## [SUPPLIED INFORMATION]
++++++
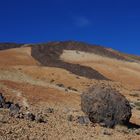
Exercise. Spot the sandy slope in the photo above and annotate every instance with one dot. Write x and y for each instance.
(23, 80)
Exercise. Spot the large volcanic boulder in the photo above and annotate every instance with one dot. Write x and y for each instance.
(106, 106)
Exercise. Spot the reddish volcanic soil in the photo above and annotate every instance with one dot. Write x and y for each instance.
(25, 80)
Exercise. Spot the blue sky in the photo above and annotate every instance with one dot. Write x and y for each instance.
(111, 23)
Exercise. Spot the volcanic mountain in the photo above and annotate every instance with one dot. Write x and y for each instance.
(53, 75)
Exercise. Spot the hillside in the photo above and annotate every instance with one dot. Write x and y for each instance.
(52, 76)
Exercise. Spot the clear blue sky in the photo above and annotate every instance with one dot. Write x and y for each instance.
(111, 23)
++++++
## [YOUR GOAL]
Return the whole listing above line for line, leaving out the picture.

## [THE RESULT]
Exercise. Spot the sandy slope in the photo above and annotate every instance with one dot. Write x and y for each instance.
(23, 80)
Exercise. Spot the large volcanic boulder in the photo above and annotate every instance with one dot. Write x and y for each instance.
(106, 106)
Exercise. Spot the reddish volcanic soil in the photo above and annotate every instance with one dot. Write x and y for each instance.
(25, 80)
Exercise. Spot the blue sky in the photo above and annotate every instance with one dot. Write x and y for each instance.
(111, 23)
Exercise. Spot the volcanic mountain in the photo above and annotate every instance with one dot. Write x and y for each instance.
(53, 75)
Exercise. Spot the hillside in the photo above and annotate every instance with one dot. Write x and y for each instance.
(52, 76)
Exercise. Spot the clear blue sky in the photo above and annotate every instance with one dot. Write x and y for each instance.
(111, 23)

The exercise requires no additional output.